▸ Extrait source

******************************

NIGHT FARE : UN THRILLER HUMANISTE ?

Analyse qui devait initialement être publiée dans le magazine FOCUS #2.

L’histoire
Luc et Chris, son ami anglais, montent dans un taxi pour rentrer chez eux après une soirée parisienne bien arrosée. Arrivés à destination, ils s’enfuient sans payer la course. Mais ils sont tombés sur le mauvais chauffeur… Le taxi va se mettre en chasse toute la nuit. Mais est-ce vraiment l’argent qui l’intéresse ?

Sorti en 2016, Night Fare est un projet né de la volonté du cinéaste Julien Seri et de son équipe. Leur objectif était de réaliser un thriller au concept simple mais novateur dans sa forme.
Loin des grands majors, néanmoins suivi par deux producteurs talentueux, Pascal Sid et Paul Mignot, Night Fare se lance dans l’aventure du financement participatif. 50000 euros seront récoltés pendant cette campagne pour mettre en boîte des scènes supplémentaires et notamment des cascades spectaculaires. Le tournage de Night Fare peut alors démarrer…

Un taxi, un chauffeur, et une nuit cauchemardesque

Le film s’ouvre sur une jeunesse insouciante.
Trois amis se retrouvent et filent à une soirée branchée dans un quartier huppé de la capitale. À cette heure-ci, rien ne laisse supposer que quelque part, un chauffeur de taxi déterminé rôde et traque une proie. Pourtant, lorsque Luc et Chris décident de quitter la fête, un road-trip mortel dans tout Paris s’engage entre eux et le chauffeur. Une course-poursuite qui va remettre en perspective l’avenir des deux jeunes hommes.
Avant que tout ne bascule, Julien Seri filme entre deux scènes festives, un plan important, un plan marquant pour imposer dans l’esprit des spectateurs, l’ambiance à venir, c’est-à-dire : oppressante, anxiogène, brutale. Ce plan, c’est celui où le chauffeur de taxi rentre dans son hangar pour récupérer sa voiture « de fonction ».

Une scène intronisant le « méchant du film », laquelle mettra en lumière sa stature massive, présage des futures violences cinglantes. Elle permettra également de rendre son véhicule iconique, à la manière d’une Christine de John Carpenter.
Le réalisateur donne littéralement vie à sa Chrysler C300. Julien Seri ne se contente pas de la filmer bêtement, il la filme de trois allures différentes afin de conserver l’atmosphère inquiétante et menaçante de son
sujet principal.

******************************

▸ Entrées à traiter
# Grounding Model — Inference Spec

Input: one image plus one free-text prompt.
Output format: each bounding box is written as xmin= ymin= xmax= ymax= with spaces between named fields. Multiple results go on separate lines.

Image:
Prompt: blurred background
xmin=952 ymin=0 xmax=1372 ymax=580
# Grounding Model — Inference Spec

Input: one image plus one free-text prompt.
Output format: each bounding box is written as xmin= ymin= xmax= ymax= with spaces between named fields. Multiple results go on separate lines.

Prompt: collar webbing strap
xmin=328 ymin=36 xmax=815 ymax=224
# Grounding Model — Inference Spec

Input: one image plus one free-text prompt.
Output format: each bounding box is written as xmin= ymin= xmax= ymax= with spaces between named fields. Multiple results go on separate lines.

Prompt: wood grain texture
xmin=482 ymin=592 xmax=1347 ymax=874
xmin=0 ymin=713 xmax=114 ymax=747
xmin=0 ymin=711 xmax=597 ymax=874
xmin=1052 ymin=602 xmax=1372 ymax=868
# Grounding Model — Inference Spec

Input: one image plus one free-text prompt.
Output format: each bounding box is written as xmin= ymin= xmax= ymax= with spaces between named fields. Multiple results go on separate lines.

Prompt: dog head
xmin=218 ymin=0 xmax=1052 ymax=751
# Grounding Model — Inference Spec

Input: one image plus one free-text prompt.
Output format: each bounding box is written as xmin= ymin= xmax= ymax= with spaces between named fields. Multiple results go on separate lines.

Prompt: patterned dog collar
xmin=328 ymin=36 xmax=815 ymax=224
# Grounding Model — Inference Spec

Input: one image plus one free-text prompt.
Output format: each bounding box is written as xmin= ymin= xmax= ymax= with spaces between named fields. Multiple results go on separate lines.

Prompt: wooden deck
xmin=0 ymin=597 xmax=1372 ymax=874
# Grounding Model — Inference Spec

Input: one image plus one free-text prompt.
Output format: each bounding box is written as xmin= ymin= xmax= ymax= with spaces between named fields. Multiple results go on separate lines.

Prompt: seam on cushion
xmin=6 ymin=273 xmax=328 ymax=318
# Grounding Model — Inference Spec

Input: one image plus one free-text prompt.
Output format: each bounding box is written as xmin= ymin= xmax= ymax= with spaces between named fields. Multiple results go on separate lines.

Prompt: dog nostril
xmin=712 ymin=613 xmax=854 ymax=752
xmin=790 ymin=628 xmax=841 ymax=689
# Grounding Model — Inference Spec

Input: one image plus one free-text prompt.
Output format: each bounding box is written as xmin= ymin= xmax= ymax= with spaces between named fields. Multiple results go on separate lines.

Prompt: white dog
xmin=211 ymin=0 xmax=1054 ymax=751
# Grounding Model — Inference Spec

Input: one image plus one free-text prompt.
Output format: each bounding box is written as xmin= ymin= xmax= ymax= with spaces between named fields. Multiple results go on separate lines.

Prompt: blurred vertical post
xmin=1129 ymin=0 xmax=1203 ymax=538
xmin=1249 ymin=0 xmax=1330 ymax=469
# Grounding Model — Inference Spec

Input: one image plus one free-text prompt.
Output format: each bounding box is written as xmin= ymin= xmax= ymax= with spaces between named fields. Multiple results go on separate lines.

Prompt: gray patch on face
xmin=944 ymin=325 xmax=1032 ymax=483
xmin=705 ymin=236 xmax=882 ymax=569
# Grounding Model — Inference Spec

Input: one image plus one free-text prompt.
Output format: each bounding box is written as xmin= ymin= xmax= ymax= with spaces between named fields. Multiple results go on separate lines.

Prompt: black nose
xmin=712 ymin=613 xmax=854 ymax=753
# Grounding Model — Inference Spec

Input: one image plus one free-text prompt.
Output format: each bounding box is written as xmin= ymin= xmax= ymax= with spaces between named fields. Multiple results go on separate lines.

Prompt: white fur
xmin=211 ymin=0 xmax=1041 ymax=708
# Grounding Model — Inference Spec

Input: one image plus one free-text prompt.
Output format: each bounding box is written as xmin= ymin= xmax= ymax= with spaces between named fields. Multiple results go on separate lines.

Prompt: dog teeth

******************************

▸ Exercice proposé 1
Condensez sous forme de liste le paragraphe de l'extrait source qui commence par « Loin des grands majors », en conservant ses faits essentiels.
▸ Exercice proposé 2
Reproduisez à l'identique les lignes des entrées, depuis la toute première jusqu'à la ligne contenant « xmin=0 ymin=597 xmax=1372 ymax=874 », ces deux bornes comprises.

▸ Résultat attendu 1
- Projet mené loin des grandes majors, mais accompagné par deux producteurs, Pascal Sid et Paul Mignot.
- Recours au financement participatif.
- 50 000 euros récoltés pour tourner des scènes supplémentaires, notamment des cascades spectaculaires.
- Démarrage du tournage ensuite.

▸ Résultat attendu 2
# Grounding Model — Inference Spec

Input: one image plus one free-text prompt.
Output format: each bounding box is written as xmin= ymin= xmax= ymax= with spaces between named fields. Multiple results go on separate lines.

Image:
Prompt: blurred background
xmin=952 ymin=0 xmax=1372 ymax=580
# Grounding Model — Inference Spec

Input: one image plus one free-text prompt.
Output format: each bounding box is written as xmin= ymin= xmax= ymax= with spaces between named fields. Multiple results go on separate lines.

Prompt: collar webbing strap
xmin=328 ymin=36 xmax=815 ymax=224
# Grounding Model — Inference Spec

Input: one image plus one free-text prompt.
Output format: each bounding box is written as xmin= ymin= xmax= ymax= with spaces between named fields. Multiple results go on separate lines.

Prompt: wood grain texture
xmin=482 ymin=592 xmax=1347 ymax=874
xmin=0 ymin=713 xmax=114 ymax=747
xmin=0 ymin=711 xmax=597 ymax=874
xmin=1052 ymin=602 xmax=1372 ymax=868
# Grounding Model — Inference Spec

Input: one image plus one free-text prompt.
Output format: each bounding box is written as xmin= ymin= xmax= ymax= with spaces between named fields. Multiple results go on separate lines.

Prompt: dog head
xmin=218 ymin=0 xmax=1052 ymax=751
# Grounding Model — Inference Spec

Input: one image plus one free-text prompt.
Output format: each bounding box is written as xmin= ymin= xmax= ymax= with spaces between named fields. Multiple results go on separate lines.

Prompt: patterned dog collar
xmin=328 ymin=36 xmax=815 ymax=224
# Grounding Model — Inference Spec

Input: one image plus one free-text prompt.
Output format: each bounding box is written as xmin= ymin= xmax= ymax= with spaces between named fields. Multiple results go on separate lines.

Prompt: wooden deck
xmin=0 ymin=597 xmax=1372 ymax=874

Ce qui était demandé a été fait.